Collected data entries:
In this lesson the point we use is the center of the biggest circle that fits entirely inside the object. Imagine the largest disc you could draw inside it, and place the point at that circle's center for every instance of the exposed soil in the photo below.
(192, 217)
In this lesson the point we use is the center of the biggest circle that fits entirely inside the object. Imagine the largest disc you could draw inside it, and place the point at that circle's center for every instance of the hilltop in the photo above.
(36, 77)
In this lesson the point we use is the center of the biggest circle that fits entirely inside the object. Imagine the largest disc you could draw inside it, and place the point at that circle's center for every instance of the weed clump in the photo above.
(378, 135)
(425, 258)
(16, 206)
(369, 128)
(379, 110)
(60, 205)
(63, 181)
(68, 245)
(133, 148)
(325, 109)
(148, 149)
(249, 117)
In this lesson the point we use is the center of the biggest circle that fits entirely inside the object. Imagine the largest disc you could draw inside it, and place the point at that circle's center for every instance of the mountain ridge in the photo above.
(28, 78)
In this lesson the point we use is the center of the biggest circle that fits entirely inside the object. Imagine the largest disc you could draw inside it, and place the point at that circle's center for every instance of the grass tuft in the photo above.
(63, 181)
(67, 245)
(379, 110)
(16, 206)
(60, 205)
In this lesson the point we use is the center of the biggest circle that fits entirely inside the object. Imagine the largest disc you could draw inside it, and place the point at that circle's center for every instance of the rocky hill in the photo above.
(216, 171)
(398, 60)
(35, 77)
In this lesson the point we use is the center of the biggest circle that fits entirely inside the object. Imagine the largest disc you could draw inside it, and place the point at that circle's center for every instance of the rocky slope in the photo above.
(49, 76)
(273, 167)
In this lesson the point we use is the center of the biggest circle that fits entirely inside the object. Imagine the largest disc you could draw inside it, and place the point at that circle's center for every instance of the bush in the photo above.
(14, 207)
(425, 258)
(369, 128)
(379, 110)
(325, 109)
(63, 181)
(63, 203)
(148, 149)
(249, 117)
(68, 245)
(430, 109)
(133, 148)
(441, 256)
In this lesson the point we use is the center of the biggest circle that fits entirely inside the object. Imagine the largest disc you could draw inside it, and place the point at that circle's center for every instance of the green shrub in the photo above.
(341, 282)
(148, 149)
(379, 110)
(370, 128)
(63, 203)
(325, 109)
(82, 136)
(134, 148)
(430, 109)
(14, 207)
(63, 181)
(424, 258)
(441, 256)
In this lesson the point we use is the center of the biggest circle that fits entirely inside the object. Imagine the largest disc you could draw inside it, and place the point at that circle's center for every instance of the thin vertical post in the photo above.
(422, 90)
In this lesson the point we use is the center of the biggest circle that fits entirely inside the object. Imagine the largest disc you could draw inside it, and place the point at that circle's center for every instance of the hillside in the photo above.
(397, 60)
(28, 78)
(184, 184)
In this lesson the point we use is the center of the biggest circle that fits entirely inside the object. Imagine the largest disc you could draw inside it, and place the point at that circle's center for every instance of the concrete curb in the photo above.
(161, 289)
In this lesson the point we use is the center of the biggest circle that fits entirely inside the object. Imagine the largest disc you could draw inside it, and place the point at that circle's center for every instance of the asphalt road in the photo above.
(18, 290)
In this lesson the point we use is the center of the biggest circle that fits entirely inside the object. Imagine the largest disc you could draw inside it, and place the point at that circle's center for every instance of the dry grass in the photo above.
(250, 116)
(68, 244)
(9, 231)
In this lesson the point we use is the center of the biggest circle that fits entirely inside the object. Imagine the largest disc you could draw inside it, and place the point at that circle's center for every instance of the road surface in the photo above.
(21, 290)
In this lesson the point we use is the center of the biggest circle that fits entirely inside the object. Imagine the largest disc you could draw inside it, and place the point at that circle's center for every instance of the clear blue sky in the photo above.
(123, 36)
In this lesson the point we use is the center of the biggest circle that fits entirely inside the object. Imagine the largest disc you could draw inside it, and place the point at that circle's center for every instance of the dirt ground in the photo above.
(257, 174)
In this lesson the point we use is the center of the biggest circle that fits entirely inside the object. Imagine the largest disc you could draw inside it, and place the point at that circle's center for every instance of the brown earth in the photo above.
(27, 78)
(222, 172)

> **GOAL**: Set down the listing in full, keeping every word exactly as it is.

> **EXPECTED OUTPUT**:
In this lesson the point we use is the center of the biggest circle that fits entirely inside the object. Imagine the largest disc you could draw inside it, and place the point at that circle's center for every instance of the exposed soil in the photo below.
(192, 217)
In this lesson the point we use is the center of the biggest circle that fits entirely inside the object. Imagine the largest disc you could draw inside it, and place the point at that circle's center for every instance of the hilltop in the photo above.
(36, 77)
In this lesson the point we use is the center of the biggest circle that fits entirely inside the object. Imagine the largest disc you could draw inside it, and place the point at that circle's center for every instance of the weed clump in the photo above.
(378, 135)
(425, 258)
(16, 206)
(369, 128)
(379, 110)
(60, 205)
(63, 181)
(68, 245)
(133, 148)
(325, 109)
(148, 149)
(249, 117)
In this lesson the point we use is the center of the biggest circle that fits entirely inside the object. Imagine the largest disc you could draw inside it, and place the point at that circle's center for every instance of the mountain ridge in the photo above.
(28, 78)
In this lesson the point we use is the center of the biggest circle that fits entirely inside the object. Imagine the largest disc you could draw inside it, and place the point at that circle's center for every instance of the grass tuft in the photo above.
(63, 181)
(67, 245)
(379, 110)
(16, 206)
(60, 205)
In this lesson the point we use is the center of the biggest circle that fits entirely inside the object. Imagine the largest disc you could draw inside it, and place the point at that circle's center for every instance of the rocky hill in the photo above.
(216, 171)
(398, 60)
(35, 77)
In this lesson the point we use is the center of the biggest circle that fits entirely inside the object. Imagine the largest disc you could draw inside it, and place the point at that circle's center for every instance of the rocky slope in the photo above.
(49, 76)
(273, 167)
In this lesson the point we use is the center of the biggest circle that fits entirely inside the object. Imagine the largest disc you could draw inside it, and place the point at that circle's center for every instance of the bush in the photo above.
(14, 207)
(425, 258)
(369, 128)
(379, 110)
(325, 109)
(63, 181)
(63, 203)
(148, 149)
(249, 117)
(68, 245)
(430, 109)
(133, 148)
(441, 256)
In this lesson the point we use is the center of the biggest circle that fits entirely inside the object. Imagine the largest disc you could draw inside it, and place the point at that circle's center for every instance of the green shrub in the photo above.
(341, 282)
(148, 149)
(379, 110)
(370, 128)
(63, 203)
(325, 109)
(82, 136)
(134, 148)
(430, 109)
(14, 207)
(63, 181)
(424, 258)
(441, 256)
In this lesson the point we use is the center of the biggest circle that fits entirely inside the object. Imagine the largest disc you could draw inside it, and place the point at that circle's center for every instance of the thin vertical post in the photo above.
(422, 90)
In this lesson the point we use is the center of the biggest circle that fits entirely inside the object. Imagine the largest disc you could draw inside it, and place the point at that circle's center for every instance of the hillside in the photo above.
(397, 60)
(28, 78)
(184, 184)
In this lesson the point we use is the center of the biggest circle that fits entirely inside the object. Imagine the largest disc you could draw inside it, and place the point at that circle's center for every instance of the concrete curb in the photo above.
(161, 289)
In this lesson the point we use is the center of the biggest circle that fits entirely inside the object. Imagine the largest disc you could draw inside it, and place the point at that circle's center for every instance of the asphalt road in the photo above.
(18, 290)
In this lesson the point we use is the center of the biggest circle that fits entirely inside the object. Imagine the largest disc you could draw inside it, and place the point at that circle's center for every instance of the dry grass in the photo above.
(250, 116)
(68, 244)
(9, 231)
In this lesson the point we use is the center of the biggest circle that fits entirely inside the object. Imagine the largest disc you could draw inside it, and place the point at that circle's center for every instance of the road surface in the photo above.
(21, 290)
In this lesson the point we use is the center of the biggest circle that fits entirely inside the object. Imagine the largest disc you could draw inside it, and place the point at that circle's center for every instance of the clear blue sky in the photo above.
(123, 36)
In this lesson the point we use is the center of the biggest circle that fits entirely inside the object. Imagine the largest disc you could draw inside it, and place the point at that circle's center for every instance of the dirt ground in the photo above.
(257, 174)
In this lesson the point we use is the center of the biggest circle that fits entirely inside the object. Imagine the largest disc you could draw inside it, and place the point at that circle's center for every instance of the brown earth in the photo above.
(27, 78)
(222, 172)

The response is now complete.